| WHAT YOU ARE ASKED TO DO |
Range to output from the entries below: the line containing "box: [97, 139, 117, 160]" through the line containing "2L85 9L52 17L55". Set it down exactly, ends included, nothing else.

Stored items from a collection

-- Opening Marker --

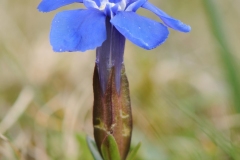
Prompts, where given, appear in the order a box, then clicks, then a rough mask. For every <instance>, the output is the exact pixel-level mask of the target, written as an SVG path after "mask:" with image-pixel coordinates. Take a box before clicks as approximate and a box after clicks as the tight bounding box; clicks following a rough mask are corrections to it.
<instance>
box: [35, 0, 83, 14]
mask: <svg viewBox="0 0 240 160" xmlns="http://www.w3.org/2000/svg"><path fill="white" fill-rule="evenodd" d="M82 2H83V0H42V2H41V3H40V4H39V5H38V10H39V11H41V12H50V11H53V10H55V9H58V8H60V7H63V6H66V5H68V4H72V3H82Z"/></svg>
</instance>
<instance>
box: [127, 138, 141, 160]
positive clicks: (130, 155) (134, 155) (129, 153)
mask: <svg viewBox="0 0 240 160" xmlns="http://www.w3.org/2000/svg"><path fill="white" fill-rule="evenodd" d="M141 145H142V144H141V142H139V143H138V144H137V146H136V147H134V148H133V149H132V150H131V151H130V153H129V154H128V156H127V160H133V158H134V157H135V156H136V154H137V152H138V150H139V148H140V147H141Z"/></svg>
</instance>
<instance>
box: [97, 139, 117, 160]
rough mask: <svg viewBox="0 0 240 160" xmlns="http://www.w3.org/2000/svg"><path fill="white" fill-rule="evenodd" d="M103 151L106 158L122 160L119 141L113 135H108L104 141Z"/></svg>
mask: <svg viewBox="0 0 240 160" xmlns="http://www.w3.org/2000/svg"><path fill="white" fill-rule="evenodd" d="M101 151H102V155H103V158H104V160H121V158H120V153H119V151H118V146H117V143H116V141H115V139H114V137H113V136H112V135H108V136H107V137H106V139H105V140H104V141H103V143H102V146H101Z"/></svg>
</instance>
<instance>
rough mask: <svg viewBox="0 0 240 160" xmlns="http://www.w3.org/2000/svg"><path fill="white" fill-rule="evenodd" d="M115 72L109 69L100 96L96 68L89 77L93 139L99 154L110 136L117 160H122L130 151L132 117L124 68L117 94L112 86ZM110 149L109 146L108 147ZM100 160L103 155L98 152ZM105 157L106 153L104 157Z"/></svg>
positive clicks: (130, 104)
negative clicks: (107, 82) (116, 157)
mask: <svg viewBox="0 0 240 160" xmlns="http://www.w3.org/2000/svg"><path fill="white" fill-rule="evenodd" d="M115 82H116V81H115V69H114V67H113V68H111V71H110V75H109V79H108V83H107V89H106V92H105V93H104V94H103V92H102V91H101V84H100V80H99V73H98V69H97V65H96V66H95V71H94V76H93V90H94V106H93V125H94V138H95V141H96V144H97V147H98V149H99V151H100V152H101V146H102V145H103V144H104V143H106V142H107V141H106V138H108V137H109V135H111V136H113V138H114V139H115V141H116V143H117V148H118V150H119V154H120V157H121V160H125V159H126V157H127V154H128V151H129V148H130V141H131V134H132V113H131V104H130V97H129V87H128V80H127V77H126V74H125V68H124V65H123V66H122V70H121V84H120V92H117V89H116V83H115ZM109 144H110V145H111V143H109ZM108 147H111V146H108ZM101 154H102V156H103V153H102V152H101ZM104 154H106V153H104Z"/></svg>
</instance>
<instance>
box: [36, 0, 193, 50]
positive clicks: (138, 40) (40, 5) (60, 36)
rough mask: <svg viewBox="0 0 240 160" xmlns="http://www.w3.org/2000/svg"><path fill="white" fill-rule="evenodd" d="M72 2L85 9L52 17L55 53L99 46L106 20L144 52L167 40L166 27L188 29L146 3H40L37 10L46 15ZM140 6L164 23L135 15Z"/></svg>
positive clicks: (49, 1)
mask: <svg viewBox="0 0 240 160" xmlns="http://www.w3.org/2000/svg"><path fill="white" fill-rule="evenodd" d="M72 3H83V4H84V5H85V6H86V8H87V9H77V10H67V11H62V12H60V13H58V14H57V15H56V16H55V18H54V19H53V22H52V27H51V32H50V42H51V45H52V47H53V50H54V51H56V52H65V51H70V52H72V51H86V50H89V49H95V48H97V47H99V46H101V45H102V43H103V42H104V41H105V40H106V39H107V31H106V17H110V23H111V24H112V25H113V26H114V27H115V28H116V29H117V30H118V31H119V32H120V33H121V34H122V35H123V36H124V37H126V38H127V39H128V40H130V41H131V42H133V43H134V44H136V45H138V46H139V47H142V48H144V49H147V50H149V49H153V48H155V47H157V46H158V45H160V44H162V43H163V42H164V41H165V40H166V39H167V37H168V34H169V31H168V28H167V27H169V28H172V29H174V30H177V31H180V32H189V31H190V30H191V28H190V26H188V25H186V24H184V23H182V22H181V21H179V20H177V19H174V18H173V17H171V16H169V15H167V14H166V13H165V12H163V11H162V10H160V9H159V8H157V7H156V6H154V5H152V4H151V3H149V2H148V1H147V0H42V2H41V3H40V4H39V6H38V9H39V11H42V12H50V11H53V10H55V9H58V8H60V7H62V6H65V5H68V4H72ZM140 7H142V8H144V9H147V10H149V11H151V12H153V13H155V14H156V15H157V16H158V17H159V18H160V19H161V20H162V22H163V23H164V24H162V23H160V22H157V21H154V20H151V19H148V18H146V17H143V16H140V15H137V14H136V13H135V12H136V11H137V10H138V9H139V8H140Z"/></svg>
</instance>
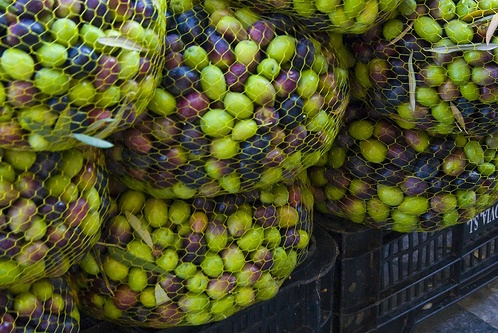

-- Closing Marker --

| REPLY |
box: [97, 139, 117, 160]
rough mask: <svg viewBox="0 0 240 160" xmlns="http://www.w3.org/2000/svg"><path fill="white" fill-rule="evenodd" d="M103 151L106 158L122 160L119 141L113 135H108L104 141Z"/></svg>
mask: <svg viewBox="0 0 240 160" xmlns="http://www.w3.org/2000/svg"><path fill="white" fill-rule="evenodd" d="M101 151H102V155H103V158H104V160H121V158H120V153H119V151H118V146H117V143H116V141H115V139H114V137H113V136H112V135H108V136H107V137H106V139H105V140H104V141H103V143H102V146H101Z"/></svg>
</instance>
<instance>
rough mask: <svg viewBox="0 0 240 160" xmlns="http://www.w3.org/2000/svg"><path fill="white" fill-rule="evenodd" d="M115 72L109 69L100 96L96 68L89 77L93 139L99 154L110 136L117 160H122L130 151L132 117L124 68L117 94L112 86ZM110 149L109 146L108 147ZM100 160L103 155L98 152ZM105 157L106 153L104 157Z"/></svg>
positive clicks: (130, 104)
negative clicks: (107, 82) (116, 157)
mask: <svg viewBox="0 0 240 160" xmlns="http://www.w3.org/2000/svg"><path fill="white" fill-rule="evenodd" d="M115 82H116V81H115V69H114V67H113V68H111V71H110V75H109V79H108V83H107V89H106V92H105V93H104V94H103V92H102V91H101V84H100V80H99V73H98V69H97V65H96V66H95V71H94V76H93V90H94V106H93V125H94V138H95V141H96V144H97V147H98V149H99V151H100V152H101V146H102V145H103V144H104V143H106V142H107V141H106V138H108V137H109V135H111V136H113V138H114V139H115V141H116V143H117V148H118V150H119V154H120V157H121V160H125V159H126V157H127V154H128V151H129V148H130V141H131V134H132V113H131V104H130V97H129V87H128V80H127V77H126V74H125V68H124V65H123V66H122V70H121V84H120V92H117V89H116V83H115ZM109 144H110V145H111V143H109ZM108 147H111V146H108ZM101 154H102V156H103V153H102V152H101ZM104 154H106V153H104Z"/></svg>
</instance>
<instance>
box: [36, 0, 193, 50]
positive clicks: (138, 40) (40, 5) (60, 36)
rough mask: <svg viewBox="0 0 240 160" xmlns="http://www.w3.org/2000/svg"><path fill="white" fill-rule="evenodd" d="M72 2L85 9L52 17L55 53L99 46L106 20L144 52L167 40L166 27L188 29L146 3H40L37 10L46 15ZM140 6L164 23L135 15Z"/></svg>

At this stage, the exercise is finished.